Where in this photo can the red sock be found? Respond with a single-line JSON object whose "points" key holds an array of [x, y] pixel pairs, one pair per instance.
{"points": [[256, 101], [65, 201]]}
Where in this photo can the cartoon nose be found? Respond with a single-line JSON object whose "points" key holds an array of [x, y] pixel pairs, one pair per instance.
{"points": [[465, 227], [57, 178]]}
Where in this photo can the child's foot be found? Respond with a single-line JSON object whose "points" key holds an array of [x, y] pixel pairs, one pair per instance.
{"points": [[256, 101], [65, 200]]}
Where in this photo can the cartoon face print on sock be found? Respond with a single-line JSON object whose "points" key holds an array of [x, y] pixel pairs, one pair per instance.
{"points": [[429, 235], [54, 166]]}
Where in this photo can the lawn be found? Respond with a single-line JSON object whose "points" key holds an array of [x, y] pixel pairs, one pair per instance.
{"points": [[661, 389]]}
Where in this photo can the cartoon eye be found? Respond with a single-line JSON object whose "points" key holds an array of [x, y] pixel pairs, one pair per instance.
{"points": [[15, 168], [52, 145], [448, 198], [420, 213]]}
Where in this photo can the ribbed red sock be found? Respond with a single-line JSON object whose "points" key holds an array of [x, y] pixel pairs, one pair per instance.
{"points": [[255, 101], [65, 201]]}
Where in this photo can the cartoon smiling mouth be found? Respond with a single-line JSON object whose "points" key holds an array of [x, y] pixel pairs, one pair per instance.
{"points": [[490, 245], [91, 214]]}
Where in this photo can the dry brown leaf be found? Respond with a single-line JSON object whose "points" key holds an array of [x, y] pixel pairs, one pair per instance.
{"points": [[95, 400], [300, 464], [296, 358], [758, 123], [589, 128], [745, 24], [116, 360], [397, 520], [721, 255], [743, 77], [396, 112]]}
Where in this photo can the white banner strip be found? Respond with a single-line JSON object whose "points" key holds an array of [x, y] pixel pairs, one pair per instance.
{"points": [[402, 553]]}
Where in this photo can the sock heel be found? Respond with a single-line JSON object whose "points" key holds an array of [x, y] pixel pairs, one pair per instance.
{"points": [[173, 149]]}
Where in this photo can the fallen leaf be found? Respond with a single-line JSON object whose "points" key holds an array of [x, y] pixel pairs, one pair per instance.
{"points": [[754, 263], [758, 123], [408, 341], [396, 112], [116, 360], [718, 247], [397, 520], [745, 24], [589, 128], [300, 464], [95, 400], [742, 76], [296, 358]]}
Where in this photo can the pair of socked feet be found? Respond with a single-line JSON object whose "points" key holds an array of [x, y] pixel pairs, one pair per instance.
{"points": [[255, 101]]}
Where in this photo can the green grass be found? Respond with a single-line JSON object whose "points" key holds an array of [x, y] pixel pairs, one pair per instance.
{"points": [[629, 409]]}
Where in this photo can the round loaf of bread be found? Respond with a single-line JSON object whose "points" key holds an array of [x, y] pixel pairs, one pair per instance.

_ _ _ _ _

▸ **Work to complete**
Output all of the lines above as a JSON list of strings, with one string per line and any blank lines omitted.

▸ **Answer to this problem**
[
  "Where in this photo can the red sock be found? Respond with a single-line JSON object whose \"points\" key holds an array of [x, y] pixel pairs, one pair per instance.",
  "{\"points\": [[256, 101], [65, 201]]}",
  "Where in this photo can the cartoon nose be found? Respond with a single-line JSON object whose \"points\" key holds an array of [x, y] pixel pairs, one pair per instance.",
  "{\"points\": [[465, 227], [57, 178]]}",
  "Where in this photo can the child's foot be found? Respond with a single-line JSON object whose \"points\" key holds an array of [x, y] pixel pairs, one pair per instance.",
  "{\"points\": [[256, 101], [65, 200]]}",
  "Where in this photo can the cartoon face print on sock be found? Respond with a single-line JSON object whose \"points\" key holds an array of [x, y] pixel pairs, one pair per instance.",
  "{\"points\": [[429, 235], [54, 166]]}",
  "Where in this photo can the lawn be found? Respond with a single-line JSON object whose \"points\" key holds an array of [x, y] pixel pairs, one pair per instance.",
  "{\"points\": [[661, 389]]}",
  "Where in this photo can the cartoon eye be found? Respond with a single-line JSON object whose \"points\" key holds an array of [x, y] pixel pairs, one pair per instance.",
  "{\"points\": [[15, 168], [52, 145], [448, 198], [420, 213]]}",
  "Where in this photo can the ribbed red sock be found? Respond with a single-line JSON object whose \"points\" key holds an array of [x, y] pixel pairs, one pair per instance.",
  "{\"points\": [[255, 101], [65, 201]]}",
  "Where in this photo can the cartoon smiling mouth be found? Respond with a single-line JSON object whose \"points\" key holds an array of [x, y] pixel pairs, one pair per instance.",
  "{\"points\": [[490, 245], [91, 214]]}",
  "Where in this photo can the dry brown leaf be found? Respond with a single-line JSON object whose \"points\" key holds an array of [x, y] pixel pairs, one pair per instance.",
  "{\"points\": [[95, 400], [300, 464], [296, 358], [758, 123], [589, 128], [745, 24], [116, 360], [397, 520], [721, 255], [743, 77], [396, 112]]}",
  "Where in this photo can the white banner strip be found? Respond with a single-line JSON object whose \"points\" key holds an array of [x, y] pixel pairs, one pair per instance.",
  "{\"points\": [[402, 553]]}",
  "Where in this photo can the sock heel be found? Respond with a single-line JSON object whose \"points\" key holds an array of [x, y] pixel pairs, one pair per instance.",
  "{\"points\": [[173, 149]]}",
  "Where in this photo can the fallen leaf be found? Respond with a single-line JSON object whose \"points\" key holds an array of [x, y] pixel pairs, one pair per instance.",
  "{\"points\": [[754, 263], [758, 123], [408, 341], [396, 112], [116, 360], [718, 247], [397, 520], [745, 24], [589, 128], [300, 464], [95, 400], [742, 76], [296, 358]]}",
  "Where in this photo can the pair of socked feet be found? Respond with a single-line JSON object whose \"points\" key holds an array of [x, y] pixel pairs, one pair per instance.",
  "{\"points\": [[255, 101]]}",
  "Where in this photo can the green grass be found? Respond with a single-line JSON object whose \"points\" key holds an array of [x, y] pixel pairs, one pair per instance.",
  "{\"points\": [[629, 409]]}",
  "Where in this photo can the round loaf of bread be found? Respond with a single-line JSON object whose \"points\" key holds an array of [x, y] pixel pairs, one pair per instance."
]